> SOURCE
______
As we head into the weekend there are a fair few markets that look ready for a two day break. Sterling is probably the obvious one, following one of the most volatile weeks since the Global Financial Crisis. The pound has actually started regain some of the losses it has been subjected to this week overnight.

Some of this is down to the need for haven assets being reduced by gains in stock markets and an oil price now north of $33 a barrel. There is also an element of polling data around the referendum and the belief that polls released over the weekend, commissioned by the Sunday papers for example, are likely to show the Remain camp with a still sizeable lead.

We can but hope that nothing over the weekend has a similar effect on sterling as Boris’s doorstep admission of a desire to campaign for the UK’s exit from the EU.

UK GDP held at 0.5%

Yesterday’s GDP number was roundly supportive of sterling coming in at 0.5% despite some thoughts, ours included, that a dip to 0.4% could easily be seen. Once again the most important story within the UK’s national accounts is not the level of growth but the makeup thereof. Going into the number we had thought that weaker output numbers from industrial and construction sectors through Q4 would have dragged the overall growth number lower but, once again, consumer expenditure has remained resilient. Thank God for the British disposition to buy anything that isn’t nailed down and to at least offer a few quid for the things that are.

Net trade was also a drag on output although we can but hope that the recent GBP weakness we have seen will allow exporters to gain orders and hedge at currently attractive levels.

The obvious problem with GDP is that it does not give us a present view of the economy and the data takes months to finally bed in. Recent data has been increasingly positive although we have to believe that the next 4 months of bluster and pantomime over the EU referendum will eventually hurt both business investment and consumer spending.

G20 offers little, results in less

News from the G20 meeting in China has been rather thin on the ground although markets in Asia did rally following comments from People’s Bank of China Governor Zhou. Once again he reiterated that he sees no reason for the Chinese currency to fall persistently and, echoing policymakers across the world, that the central bank has room for more monetary policy moves, suggesting possible interest-rate or reserve requirement ratio cuts.

German Finance Minister Schaeuble has already made one of our G20 predictions come true by saying that fiscal reform is what is needed not any new form of fiscal stimulus. To any Greek readers these sentiments will sound very familiar.

The Day Ahead

Friday’s data calendar is dominated by inflation measures from Germany and the United States and the 2nd reading of US GDP for Q4.
______
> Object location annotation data
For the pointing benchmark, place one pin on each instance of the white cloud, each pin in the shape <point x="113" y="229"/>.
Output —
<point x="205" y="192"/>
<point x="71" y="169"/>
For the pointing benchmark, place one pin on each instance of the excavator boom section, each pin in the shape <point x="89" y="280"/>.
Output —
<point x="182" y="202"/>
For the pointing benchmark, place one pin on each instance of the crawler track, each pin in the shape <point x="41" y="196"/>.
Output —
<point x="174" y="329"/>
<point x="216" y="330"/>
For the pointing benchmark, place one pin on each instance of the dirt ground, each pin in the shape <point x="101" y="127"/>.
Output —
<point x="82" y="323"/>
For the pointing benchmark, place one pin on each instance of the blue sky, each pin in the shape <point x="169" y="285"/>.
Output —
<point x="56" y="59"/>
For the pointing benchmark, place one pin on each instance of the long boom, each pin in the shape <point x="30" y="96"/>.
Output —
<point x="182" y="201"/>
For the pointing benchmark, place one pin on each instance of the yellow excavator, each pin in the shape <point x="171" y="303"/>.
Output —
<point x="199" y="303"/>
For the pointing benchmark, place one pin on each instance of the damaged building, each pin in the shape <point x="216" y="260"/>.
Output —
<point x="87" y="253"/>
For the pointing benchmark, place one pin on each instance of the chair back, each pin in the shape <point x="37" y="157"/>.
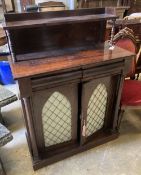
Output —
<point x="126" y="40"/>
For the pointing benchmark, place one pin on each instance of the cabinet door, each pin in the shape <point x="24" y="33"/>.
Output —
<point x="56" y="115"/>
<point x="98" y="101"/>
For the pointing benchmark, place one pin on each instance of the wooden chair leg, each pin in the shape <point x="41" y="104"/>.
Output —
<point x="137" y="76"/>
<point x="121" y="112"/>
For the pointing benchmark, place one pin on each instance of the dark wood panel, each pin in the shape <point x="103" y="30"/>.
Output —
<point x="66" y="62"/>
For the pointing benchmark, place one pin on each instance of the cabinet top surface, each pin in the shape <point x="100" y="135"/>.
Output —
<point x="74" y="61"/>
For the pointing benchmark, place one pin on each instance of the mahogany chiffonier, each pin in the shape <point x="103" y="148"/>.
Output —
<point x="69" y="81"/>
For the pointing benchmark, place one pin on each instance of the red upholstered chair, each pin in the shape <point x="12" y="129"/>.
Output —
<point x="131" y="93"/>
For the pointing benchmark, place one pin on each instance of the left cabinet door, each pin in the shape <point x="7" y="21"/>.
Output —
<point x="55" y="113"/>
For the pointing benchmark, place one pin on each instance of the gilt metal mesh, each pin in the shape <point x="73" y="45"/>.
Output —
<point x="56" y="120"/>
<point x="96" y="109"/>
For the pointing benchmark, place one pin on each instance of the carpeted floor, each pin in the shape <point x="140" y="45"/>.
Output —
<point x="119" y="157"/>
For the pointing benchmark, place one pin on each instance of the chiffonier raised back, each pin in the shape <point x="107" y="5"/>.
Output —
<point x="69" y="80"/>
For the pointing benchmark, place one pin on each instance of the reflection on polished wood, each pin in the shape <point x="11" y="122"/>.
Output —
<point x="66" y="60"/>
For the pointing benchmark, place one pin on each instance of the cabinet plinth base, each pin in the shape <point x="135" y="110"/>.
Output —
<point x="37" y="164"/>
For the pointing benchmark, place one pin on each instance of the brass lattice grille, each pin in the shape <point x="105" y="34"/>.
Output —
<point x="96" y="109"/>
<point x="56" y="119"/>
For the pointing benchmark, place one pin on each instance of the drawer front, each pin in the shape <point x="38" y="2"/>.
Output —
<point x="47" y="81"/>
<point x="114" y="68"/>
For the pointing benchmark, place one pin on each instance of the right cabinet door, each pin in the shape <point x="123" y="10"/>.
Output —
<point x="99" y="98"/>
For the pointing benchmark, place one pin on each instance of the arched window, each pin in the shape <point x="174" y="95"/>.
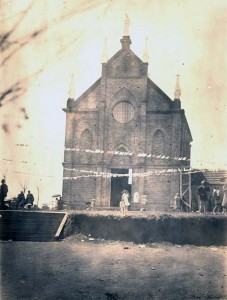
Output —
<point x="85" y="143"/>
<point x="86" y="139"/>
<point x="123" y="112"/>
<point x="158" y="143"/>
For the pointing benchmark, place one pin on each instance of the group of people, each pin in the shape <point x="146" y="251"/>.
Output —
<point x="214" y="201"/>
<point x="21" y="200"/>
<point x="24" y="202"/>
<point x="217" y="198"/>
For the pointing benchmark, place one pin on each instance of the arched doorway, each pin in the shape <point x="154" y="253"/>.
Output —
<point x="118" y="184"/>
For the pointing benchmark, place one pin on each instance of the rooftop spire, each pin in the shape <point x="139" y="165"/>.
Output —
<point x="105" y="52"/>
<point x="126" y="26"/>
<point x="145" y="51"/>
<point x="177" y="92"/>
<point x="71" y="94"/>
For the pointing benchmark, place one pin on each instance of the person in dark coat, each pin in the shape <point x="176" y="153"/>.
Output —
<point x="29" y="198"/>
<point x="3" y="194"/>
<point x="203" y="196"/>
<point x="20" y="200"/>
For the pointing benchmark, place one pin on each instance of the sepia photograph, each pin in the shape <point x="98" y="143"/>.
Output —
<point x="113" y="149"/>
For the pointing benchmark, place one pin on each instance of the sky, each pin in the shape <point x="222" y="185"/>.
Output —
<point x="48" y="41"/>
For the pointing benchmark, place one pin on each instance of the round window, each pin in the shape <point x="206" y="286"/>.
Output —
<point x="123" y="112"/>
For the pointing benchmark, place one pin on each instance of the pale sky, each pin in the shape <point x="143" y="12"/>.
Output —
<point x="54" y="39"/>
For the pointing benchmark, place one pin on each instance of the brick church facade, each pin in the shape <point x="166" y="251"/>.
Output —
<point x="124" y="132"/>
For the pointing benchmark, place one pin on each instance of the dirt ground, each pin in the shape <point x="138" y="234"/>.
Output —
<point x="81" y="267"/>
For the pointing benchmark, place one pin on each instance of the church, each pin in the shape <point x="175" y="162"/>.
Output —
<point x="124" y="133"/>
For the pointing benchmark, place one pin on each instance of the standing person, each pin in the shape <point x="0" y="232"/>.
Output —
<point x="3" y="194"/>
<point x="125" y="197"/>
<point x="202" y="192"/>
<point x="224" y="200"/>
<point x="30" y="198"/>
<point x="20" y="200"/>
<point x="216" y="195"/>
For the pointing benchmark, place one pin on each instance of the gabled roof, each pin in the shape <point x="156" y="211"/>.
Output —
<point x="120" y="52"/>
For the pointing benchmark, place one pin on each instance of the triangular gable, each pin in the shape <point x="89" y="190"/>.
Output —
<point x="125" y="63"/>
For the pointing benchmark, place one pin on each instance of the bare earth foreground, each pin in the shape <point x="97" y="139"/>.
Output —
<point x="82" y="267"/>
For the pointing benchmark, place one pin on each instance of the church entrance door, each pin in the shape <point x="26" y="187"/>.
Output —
______
> WHAT NEEDS TO BE DONE
Reproduce the passage of the market commentary from "Yesterday’s GDP number" to "things that are.".

> THE RESULT
Yesterday’s GDP number was roundly supportive of sterling coming in at 0.5% despite some thoughts, ours included, that a dip to 0.4% could easily be seen. Once again the most important story within the UK’s national accounts is not the level of growth but the makeup thereof. Going into the number we had thought that weaker output numbers from industrial and construction sectors through Q4 would have dragged the overall growth number lower but, once again, consumer expenditure has remained resilient. Thank God for the British disposition to buy anything that isn’t nailed down and to at least offer a few quid for the things that are.